--- Passage provided ---
»»

Now: $0.75 ($3 foil)
Target Buy Price: $.50 ($2 foil)
Target Sell/Trade Price: $4 (700%+)/$8 foil (+300%)
Timeline: Short to Long-Term (6-36 months+)

4. Whir of Invention

Whir of Invention

Now: $1.50 ($10 foil)
Target Buy Price: $1 ($5 foil)
Target Sell Price: $5+ (400%)/Foil: $20+ (+300%)
Timeline: Long Term (12 months+)

Between Improvise and the Expertise cycle, the predominant theme of future money cards from Aether Revolt is going to be the same thing that has resulted in countless busted cards from Magic’s past: reduced casting costs.

As a flexible artifact tutor that can achieve reduced cost via tapped artifacts, Whir of Invention is basically the blue Chord of Calling, a card that has already proven itself to be Modern playable many times over. I don’t need too much convincing that completing artifact based combos or searching up relevant threats is a powerful and flexible package that is going to end up at the center of a new archetype somewhere along the way.  With foils currently holding a 7-8x multiplier, clearly I’m not the only one with designs on making this work. Keep an eye out for delayed success to trigger lower prices and you have a solid prospect worth stashing away.

5. Sram, Senior Edificer

Sram, Senior Edificer

Now: $1.50 ($6 foil)
Target Buy Price: $0.50-1 ($3-4 foil)
Target Sell Price: $5+ (900%)/Foil: $20+ (+400%)
Timeline: Long Term (24 months+)

What’s important here is that this guy sets up value and combos with three different card types, and two of them (Auras/Equipment) already had significant role players (eg: Puresteel Paladin, Argothian Enchantress, Eidolon of Blossoms) waiting for some additional redundancy to show up. Being a Legend might dissuade some decks from playing a full play set, but then again, the effect might be more important than having a copy trapped in hand if this ends up driving a new Modern deck. I’m happy to start with foils near my target, on the basis of inevitable EDH/casual play, and move in on non-foils at peak supply to accumulate 20-30 copies for whatever unfolds beyond the obvious.

6. Walking Ballista

Walking Ballista

Now: $4 ($12 foil)
Target Buy Price: $1 ($4-5 foil)
Target Sell Price: $5+ (900%)/Foil: $20+ (+400%)
Timeline: Long Term (24 months+)

Walking Ballista is the latest in a long line of artifact creatures that will be underestimated by many at first glance, despite already showing up in a pile of proposed deck lists and enjoying a hype spike. The important thing for the long term here is that this clunky looking construct wins the game on the spot whenever you have access to either a lot of mana or a lot of +1/+1 counters. There are all sorts of potential combos floating around that can use this as a finishing move. Myr Retreivers + Krark-Clan Ironworks + Arcbound Ravager kind of stuff, but perhaps a more elegant solution that requires fewer puzzle pieces will reveal itself.

Over in Frontier, brewmaster Anthony Cameron has been working on this deck he’s calling The Terminators. Check out this more feasible nut draw on Turn 2:

In Standard, the card fits into the GW Tokens deck with Nissa and Rishkar, Peema Renegade, or possibly into GB brews that work with Winding Constrictor. It will also end up seeing play in the myriad counter based EDH decks.

The price is too high at present to be chasing after this one, but keep an eye out for falling prices at peak supply or if the card fails to perform in Standard and stock away a few for future brewing efforts.

««

--- Listed records ---
»»

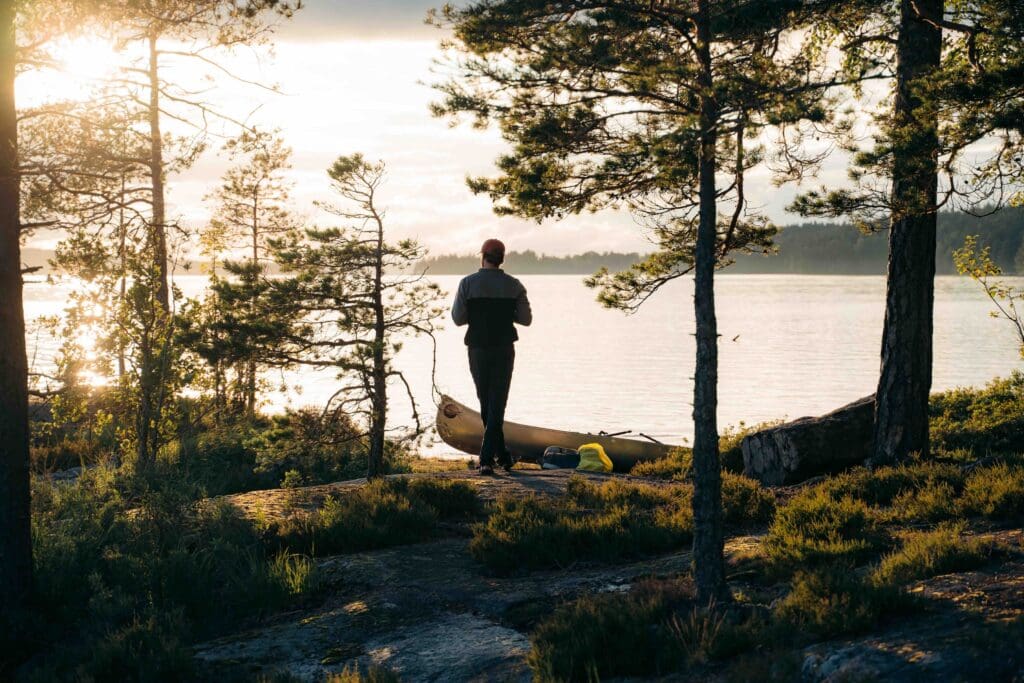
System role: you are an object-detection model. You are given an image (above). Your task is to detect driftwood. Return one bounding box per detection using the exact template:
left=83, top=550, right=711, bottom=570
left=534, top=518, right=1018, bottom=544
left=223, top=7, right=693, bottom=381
left=740, top=395, right=874, bottom=486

««

--- Job 1 ---
In the card-price article, why does the writer plan to buy Sram, Senior Edificer foils near the target price first? Answer in one to three sentences.
--- Job 2 ---
Rewrite the card-price article from the words "What’s important here" through the words "beyond the obvious.", replacing "Legend" with "legendary creature".
The listing is separate material with no connection to the card-price article.

--- Worked solution 1 ---
The writer expects Sram foils to be supported by inevitable EDH and casual play. That demand justifies starting with foils near the target before buying non-foils at peak supply.

--- Worked solution 2 ---
What’s important here is that this guy sets up value and combos with three different card types, and two of them (Auras/Equipment) already had significant role players (eg: Puresteel Paladin, Argothian Enchantress, Eidolon of Blossoms) waiting for some additional redundancy to show up. Being a legendary creature might dissuade some decks from playing a full play set, but then again, the effect might be more important than having a copy trapped in hand if this ends up driving a new Modern deck. I’m happy to start with foils near my target, on the basis of inevitable EDH/casual play, and move in on non-foils at peak supply to accumulate 20-30 copies for whatever unfolds beyond the obvious.